◆ **Work to be completed**: What angular velocity does the spinning disk solution give for the disk?

# A solid disk, spinning counter-clockwise, has a mass of 3 kg and a radius of 8/9 m. If a point on the edge of the disk is moving at 11/4 m/s in the direction perpendicular to the disk's radius, what is the disk's angular momentum and velocity?

Oct 5, 2017

The angular momentum is $= 3.67 k g {m}^{2} {s}^{-} 1$
The angular velocity is $= 3.09 r a {\mathrm{ds}}^{-} 1$

#### Explanation:

The angular velocity is

$\omega = \frac{\Delta \theta}{\Delta t}$

$v = r \cdot \left(\frac{\Delta \theta}{\Delta t}\right) = r \omega$

$\omega = \frac{v}{r}$

where,

$v = \frac{11}{4} m {s}^{- 1}$

$r = \frac{8}{9} m$

So,

The angular velocity is $\omega = \frac{\frac{11}{4}}{\frac{8}{9}} = \frac{99}{32} = 3.09 r a {\mathrm{ds}}^{-} 1$

The angular momentum is $L = I \omega$

where $I$ is the moment of inertia

For a solid disc, $I = \frac{m {r}^{2}}{2}$

The mass of the disc is $m = 3 k g$

The radius of the disc is $r = \frac{8}{9} m$

So, $I = 3 \cdot {\left(\frac{8}{9}\right)}^{2} / 2 = \frac{32}{27} k g {m}^{2}$

The angular momentum is

$L = \frac{32}{27} \cdot \frac{99}{32} = 3.67 k g {m}^{2} {s}^{-} 1$

◆ **Given entries**:
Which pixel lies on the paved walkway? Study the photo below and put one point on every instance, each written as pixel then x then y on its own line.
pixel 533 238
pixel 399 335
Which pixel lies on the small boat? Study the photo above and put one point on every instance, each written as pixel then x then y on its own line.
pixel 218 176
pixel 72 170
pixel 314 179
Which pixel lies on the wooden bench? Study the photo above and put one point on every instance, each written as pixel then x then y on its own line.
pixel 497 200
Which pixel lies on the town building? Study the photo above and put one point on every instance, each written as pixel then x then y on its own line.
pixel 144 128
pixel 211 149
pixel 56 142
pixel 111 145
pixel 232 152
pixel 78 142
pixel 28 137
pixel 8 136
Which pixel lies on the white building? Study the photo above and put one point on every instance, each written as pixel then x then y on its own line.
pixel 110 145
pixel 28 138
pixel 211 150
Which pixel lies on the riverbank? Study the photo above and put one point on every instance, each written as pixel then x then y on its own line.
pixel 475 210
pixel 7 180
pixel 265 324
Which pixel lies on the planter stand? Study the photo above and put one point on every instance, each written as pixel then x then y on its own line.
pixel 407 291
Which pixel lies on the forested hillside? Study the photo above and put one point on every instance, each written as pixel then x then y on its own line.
...
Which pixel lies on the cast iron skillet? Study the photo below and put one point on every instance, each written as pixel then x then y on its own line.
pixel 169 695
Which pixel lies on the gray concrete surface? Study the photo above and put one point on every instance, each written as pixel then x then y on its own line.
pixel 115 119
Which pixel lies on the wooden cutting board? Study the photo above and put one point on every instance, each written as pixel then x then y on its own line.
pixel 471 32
==
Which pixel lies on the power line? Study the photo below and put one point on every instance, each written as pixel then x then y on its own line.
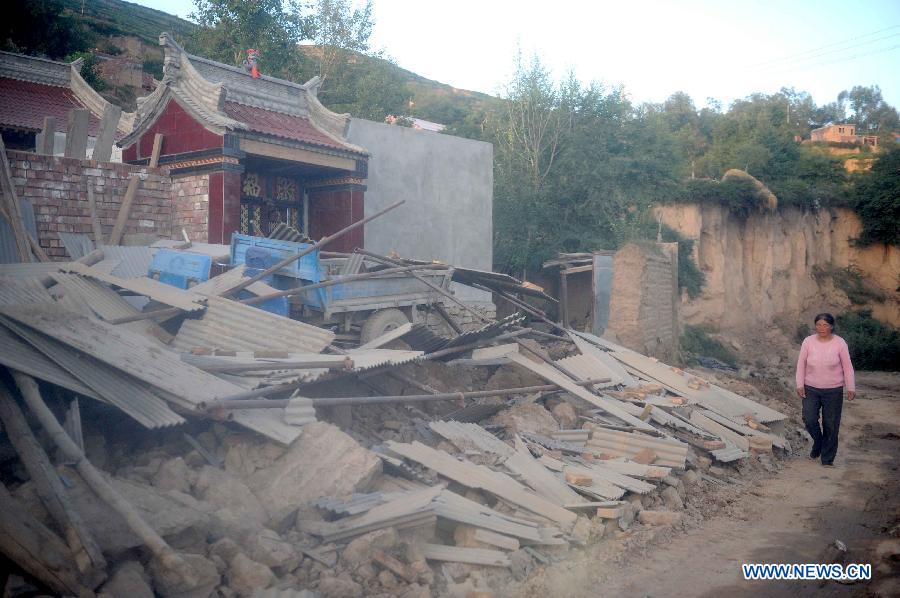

◆ **Correct output**: 3.09 rad/s